## Exercise brief
The material must be repeated exactly, with every line intact.

## Raw data
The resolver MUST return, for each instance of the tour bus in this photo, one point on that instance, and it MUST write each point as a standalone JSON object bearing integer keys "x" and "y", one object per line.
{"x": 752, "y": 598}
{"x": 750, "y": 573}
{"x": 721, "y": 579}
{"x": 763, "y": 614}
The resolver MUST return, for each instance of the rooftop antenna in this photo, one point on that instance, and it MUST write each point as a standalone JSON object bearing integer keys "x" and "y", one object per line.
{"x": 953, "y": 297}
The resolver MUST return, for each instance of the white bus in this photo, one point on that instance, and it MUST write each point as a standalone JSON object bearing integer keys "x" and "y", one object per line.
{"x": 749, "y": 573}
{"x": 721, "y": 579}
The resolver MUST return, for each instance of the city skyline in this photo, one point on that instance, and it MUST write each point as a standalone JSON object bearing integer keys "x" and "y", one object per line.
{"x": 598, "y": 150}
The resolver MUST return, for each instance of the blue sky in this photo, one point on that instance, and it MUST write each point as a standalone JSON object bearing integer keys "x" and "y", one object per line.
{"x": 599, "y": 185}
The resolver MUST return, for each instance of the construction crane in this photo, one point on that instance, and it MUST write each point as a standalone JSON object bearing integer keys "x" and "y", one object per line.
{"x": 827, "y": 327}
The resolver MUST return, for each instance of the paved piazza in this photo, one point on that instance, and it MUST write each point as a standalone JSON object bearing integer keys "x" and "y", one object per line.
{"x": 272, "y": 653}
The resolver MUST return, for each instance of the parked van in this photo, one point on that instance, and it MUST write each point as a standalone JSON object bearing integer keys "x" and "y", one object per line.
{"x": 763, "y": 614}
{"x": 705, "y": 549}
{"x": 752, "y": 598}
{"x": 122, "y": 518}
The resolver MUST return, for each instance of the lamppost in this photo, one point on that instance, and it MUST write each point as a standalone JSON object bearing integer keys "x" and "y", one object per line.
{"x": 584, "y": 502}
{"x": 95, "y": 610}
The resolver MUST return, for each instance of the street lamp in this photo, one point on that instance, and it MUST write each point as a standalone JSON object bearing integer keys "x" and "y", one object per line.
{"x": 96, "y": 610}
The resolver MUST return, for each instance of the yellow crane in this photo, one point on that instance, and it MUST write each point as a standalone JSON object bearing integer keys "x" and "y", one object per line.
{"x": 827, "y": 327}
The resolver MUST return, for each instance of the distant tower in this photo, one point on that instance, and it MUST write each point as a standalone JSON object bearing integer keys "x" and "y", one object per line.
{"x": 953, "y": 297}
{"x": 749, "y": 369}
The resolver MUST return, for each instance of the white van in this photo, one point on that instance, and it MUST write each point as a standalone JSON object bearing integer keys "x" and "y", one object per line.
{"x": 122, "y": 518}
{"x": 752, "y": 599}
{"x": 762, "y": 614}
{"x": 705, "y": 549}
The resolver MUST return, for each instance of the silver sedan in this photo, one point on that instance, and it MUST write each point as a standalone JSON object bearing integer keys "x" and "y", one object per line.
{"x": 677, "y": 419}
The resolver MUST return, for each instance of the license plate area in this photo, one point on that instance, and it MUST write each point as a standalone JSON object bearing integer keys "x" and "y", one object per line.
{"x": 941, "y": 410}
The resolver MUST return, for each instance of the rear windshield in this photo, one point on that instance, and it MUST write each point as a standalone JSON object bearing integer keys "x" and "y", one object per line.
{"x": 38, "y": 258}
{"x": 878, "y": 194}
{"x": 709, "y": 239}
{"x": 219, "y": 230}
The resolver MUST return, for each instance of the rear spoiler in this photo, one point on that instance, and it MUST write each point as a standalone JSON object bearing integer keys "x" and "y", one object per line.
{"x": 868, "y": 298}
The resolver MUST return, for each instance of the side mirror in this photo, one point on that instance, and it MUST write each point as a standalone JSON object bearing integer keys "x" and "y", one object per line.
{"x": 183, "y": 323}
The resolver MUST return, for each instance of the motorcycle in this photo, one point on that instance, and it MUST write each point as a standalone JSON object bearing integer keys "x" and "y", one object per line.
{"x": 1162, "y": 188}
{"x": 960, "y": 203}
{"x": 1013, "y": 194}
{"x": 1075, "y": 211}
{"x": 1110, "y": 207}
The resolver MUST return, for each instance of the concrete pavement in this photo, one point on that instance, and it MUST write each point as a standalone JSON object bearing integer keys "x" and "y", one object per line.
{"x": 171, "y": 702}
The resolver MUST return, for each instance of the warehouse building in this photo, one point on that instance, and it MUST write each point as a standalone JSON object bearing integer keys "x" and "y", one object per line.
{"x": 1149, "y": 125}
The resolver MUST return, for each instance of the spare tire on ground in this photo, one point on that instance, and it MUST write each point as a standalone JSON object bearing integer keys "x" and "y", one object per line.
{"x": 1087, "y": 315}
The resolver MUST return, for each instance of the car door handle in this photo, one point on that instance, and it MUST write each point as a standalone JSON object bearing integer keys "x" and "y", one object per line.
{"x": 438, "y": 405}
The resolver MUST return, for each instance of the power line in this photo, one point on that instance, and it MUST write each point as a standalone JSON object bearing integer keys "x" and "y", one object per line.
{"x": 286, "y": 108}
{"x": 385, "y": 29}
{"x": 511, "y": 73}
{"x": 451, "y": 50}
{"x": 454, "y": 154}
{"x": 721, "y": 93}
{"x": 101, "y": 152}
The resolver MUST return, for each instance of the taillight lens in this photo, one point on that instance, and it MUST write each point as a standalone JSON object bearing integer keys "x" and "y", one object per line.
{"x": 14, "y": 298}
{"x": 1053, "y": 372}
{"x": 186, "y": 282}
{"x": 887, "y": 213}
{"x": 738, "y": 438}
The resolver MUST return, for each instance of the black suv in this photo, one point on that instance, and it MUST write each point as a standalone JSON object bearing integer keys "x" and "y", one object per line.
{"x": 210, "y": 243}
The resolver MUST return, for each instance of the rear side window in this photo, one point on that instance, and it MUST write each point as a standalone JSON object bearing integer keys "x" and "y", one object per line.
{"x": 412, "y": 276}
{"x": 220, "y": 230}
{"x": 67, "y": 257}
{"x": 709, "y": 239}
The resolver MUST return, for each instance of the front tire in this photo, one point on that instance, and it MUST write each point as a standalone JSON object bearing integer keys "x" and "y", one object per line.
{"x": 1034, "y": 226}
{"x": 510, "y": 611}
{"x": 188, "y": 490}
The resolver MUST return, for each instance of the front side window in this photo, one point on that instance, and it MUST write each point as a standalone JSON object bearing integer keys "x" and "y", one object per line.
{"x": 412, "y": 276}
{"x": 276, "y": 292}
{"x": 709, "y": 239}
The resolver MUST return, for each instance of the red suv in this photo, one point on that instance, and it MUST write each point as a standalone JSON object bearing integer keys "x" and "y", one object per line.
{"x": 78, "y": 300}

## Result
The resolver MUST return, for each instance of the tour bus in this photo, one point on that instance, and it MUST write each point as a standalone JSON object bearing integer keys "x" and "y", one object per line.
{"x": 752, "y": 598}
{"x": 750, "y": 573}
{"x": 721, "y": 579}
{"x": 763, "y": 614}
The resolver MUST return, for each instance of the rooftop antenna in this photo, one point on that instance, and it MUST write each point as a standalone JSON object bearing integer keys "x" and "y", one object per line.
{"x": 953, "y": 297}
The resolver MUST return, for each instance of the white bus in this photo, one point on that instance, and it MUST write each point as a standalone JSON object bearing integer keys "x" and "y", one object per line.
{"x": 749, "y": 573}
{"x": 721, "y": 579}
The resolver MUST return, for each instance of the city skyline in this photo, one point on that instance, and it MUST write each point as a standalone JSON object bearing integer keys "x" and "y", one object per line.
{"x": 598, "y": 150}
The resolver MUST return, for each instance of the blue sky in this photo, one point on that instance, and it MUST write each point as a standalone JSON object bearing integer keys "x" and "y", one object per line.
{"x": 599, "y": 185}
The resolver MUST return, for each instance of the construction crane in this photo, one point on that instance, and it MUST write each point as a standalone JSON object bearing integer keys "x" and "y", one object per line.
{"x": 827, "y": 327}
The resolver MUST return, for each instance of the paved piazza in this photo, one point on that instance, and it MUST write each point as a standalone JSON object bearing integer keys "x" and "y", one object per line.
{"x": 272, "y": 653}
The resolver MUST return, for each instance of the parked van in this photo, one point on that instance, and it MUST write each point as a standalone JSON object bearing integer keys "x" and "y", one object per line.
{"x": 763, "y": 614}
{"x": 705, "y": 549}
{"x": 752, "y": 598}
{"x": 122, "y": 518}
The resolver MUST return, for each instance of the lamppost in this photo, one point on that instance, and it MUST write each point as a standalone JSON object bearing integer keys "x" and "y", one object per line.
{"x": 584, "y": 502}
{"x": 95, "y": 610}
The resolver MUST return, for each instance of the street lamp in this photo, one point on that instance, and it MUST write each point as a standalone JSON object bearing integer keys "x" and "y", one object per line.
{"x": 96, "y": 610}
The resolver MUST return, for each instance of the yellow crane in this photo, one point on that instance, and it MUST write each point as a standalone JSON object bearing integer keys "x" and "y", one object per line.
{"x": 827, "y": 327}
The resolver MUST return, for each instance of the distant tower in this photo, one point on that instance, and it MUST write each point as a standalone JSON object bearing integer keys "x" and "y", one object per line.
{"x": 953, "y": 297}
{"x": 749, "y": 369}
The resolver MUST return, for each instance of the white van in this photo, one point on that instance, and it MUST write each point as a standalone JSON object bearing integer keys "x" and "y", one object per line.
{"x": 122, "y": 518}
{"x": 752, "y": 599}
{"x": 762, "y": 614}
{"x": 705, "y": 549}
The resolver MUST return, for each instance of the silver sedan in this photo, one point on that instance, and it MUST write each point as a standalone JSON object bearing integer keys "x" and "y", one object per line.
{"x": 677, "y": 419}
The resolver MUST return, for each instance of the license plate area in this photo, one point on that instance, and it MUST write each point as a standalone JSON object bearing integer keys "x" and "y", one object per line.
{"x": 941, "y": 410}
The resolver MUST return, for each instance of the rear windshield in this photo, one point on that instance, and it MUST write each point as a standalone JSON object bearing integer keys "x" and "y", one object per line.
{"x": 38, "y": 258}
{"x": 878, "y": 194}
{"x": 709, "y": 239}
{"x": 219, "y": 230}
The resolver MUST return, for each instance of the rear spoiler in this photo, one point on that instance, and it MUST write each point as a standalone JSON object bearing integer keys "x" and "y", one object per line.
{"x": 868, "y": 298}
The resolver MUST return, for each instance of the side mirror in this photo, one point on that instance, and it MUST write each point as a standalone JSON object bearing integer keys "x" and "y", one object per line.
{"x": 183, "y": 323}
The resolver MUST return, for each instance of the motorcycle in this photo, one point on that instance, and it MUST write each point as a standalone JSON object bearing integer keys "x" and "y", one object per line.
{"x": 1162, "y": 188}
{"x": 960, "y": 203}
{"x": 1013, "y": 194}
{"x": 1075, "y": 211}
{"x": 1110, "y": 207}
The resolver MUST return, for each instance of the concrete pavement in this photo, one point on that instance, and it MUST write each point as a standalone JSON object bearing integer keys "x" and "y", one object per line.
{"x": 171, "y": 702}
The resolver MUST return, for each instance of the warehouse building in this photo, one point on that instance, and it MUST write each point as a standalone JSON object bearing integer keys "x" and "y", one object per line.
{"x": 1149, "y": 125}
The resolver MUST return, for each instance of the spare tire on ground in this photo, one point on that instance, and it MUST write each point as a standalone JSON object bearing integer keys "x" and "y", one object per line.
{"x": 1087, "y": 315}
The resolver MUST return, for each instance of the car door handle in this photo, one point on that instance, and it MUST write each point as a standalone JSON object bearing integer keys "x" and "y", one object per line.
{"x": 438, "y": 405}
The resolver MUST return, for each instance of the power line in this photo, one point on that instance, and it MUST write each point as a standalone JSON object bearing integer keys "x" and "y", one object per line.
{"x": 286, "y": 108}
{"x": 385, "y": 29}
{"x": 511, "y": 73}
{"x": 451, "y": 50}
{"x": 454, "y": 154}
{"x": 721, "y": 93}
{"x": 101, "y": 152}
The resolver MUST return, for each instance of the taillight lens in this photo, one point on that instance, and it MUST write each point as a standalone JSON object bearing integer keys "x" and "y", one object per line.
{"x": 14, "y": 298}
{"x": 1053, "y": 372}
{"x": 186, "y": 282}
{"x": 887, "y": 213}
{"x": 738, "y": 438}
The resolver MUST return, for each instance of the black suv in this photo, one point on that instance, and it MUST write each point as a standalone JSON object bearing integer keys "x" and "y", one object per line.
{"x": 210, "y": 243}
The resolver MUST return, for each instance of the rear side window in this photo, one point on that instance, and it MUST write each point as a standalone JSON object bearing integer keys "x" and "y", one object per line.
{"x": 412, "y": 276}
{"x": 220, "y": 230}
{"x": 67, "y": 257}
{"x": 709, "y": 239}
The resolver MUST return, for each instance of the front tire in this photo, one point on that instance, and it MUST write each point as a standalone JSON object bearing integer keys "x" and "y", one object per line.
{"x": 1034, "y": 226}
{"x": 510, "y": 611}
{"x": 188, "y": 490}
The resolver MUST return, for each instance of the front side window in this photo, one point on that instance, and it MUST write each point as a standalone JSON object bearing integer keys "x" and "y", one object per line.
{"x": 412, "y": 276}
{"x": 276, "y": 292}
{"x": 709, "y": 239}
The resolver MUST return, for each instance of the red suv in this photo, one point on that instance, and it MUST write each point as a standalone JSON object bearing integer keys "x" and "y", one object per line.
{"x": 78, "y": 300}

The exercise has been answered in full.